When Pacific leaders gather to discuss the future of deep-sea mining, the

conversation often centers on economic opportunity. For Tonga, that

promise has come with a complicated legal trade-off now drawing scrutiny

across the region.


A recent legal analysis by the Pacific Network on Globalization, or PANG,

raises questions about a sponsorship agreement between Tonga and Tonga

Offshore Mining Ltd. The report suggests the deal may grant sweeping

protections to the investor while limiting Tonga’s ability to regulate its own

resources.


“It is not possible to select just one provision, as the package of rights, plus

jurisdiction, enforcement and termination, cumulatively create a deeply

problematic agreement,” said Adam Wolfenden, PANG’s deputy coordinator.

“The additional provision that requires Tonga to do all things reasonably

necessary to give effect to TOML having the full benefit of the agreement

is the broadest, most uncertain and most unpredictable.”


The agreement comes at a time when Pacific island countries are weighing the

potential benefits of deep-sea mining against environmental risks and evolving international rules. Discussions are ongoing at the International Seabed Authority, which is still developing a regulatory framework for the

industry.

**DATASET CONTENT**
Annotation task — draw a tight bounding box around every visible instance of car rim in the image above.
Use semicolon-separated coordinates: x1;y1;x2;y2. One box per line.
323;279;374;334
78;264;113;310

**THE TASK**
Reproduce the portion of the passage on Tonga's deep-sea mining agreement that starts with the words "Offshore Mining Ltd." and finishes with "PANG’s deputy coordinator.".

**EXPECTED ANSWER**
Offshore Mining Ltd. The report suggests the deal may grant sweeping

protections to the investor while limiting Tonga’s ability to regulate its own

resources.


“It is not possible to select just one provision, as the package of rights, plus

jurisdiction, enforcement and termination, cumulatively create a deeply

problematic agreement,” said Adam Wolfenden, PANG’s deputy coordinator.